• _WHAT YOU NEED TO DO_: Could you return the data below exactly as it appears?
—————
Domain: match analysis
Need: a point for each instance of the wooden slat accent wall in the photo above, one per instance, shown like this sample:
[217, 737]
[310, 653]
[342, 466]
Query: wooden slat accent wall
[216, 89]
—————
• _REPLY_:
Domain: match analysis
Need: a point for each instance of the wooden slat accent wall in the photo above, one per instance, shown like this sample:
[217, 737]
[310, 653]
[342, 466]
Query: wooden slat accent wall
[216, 89]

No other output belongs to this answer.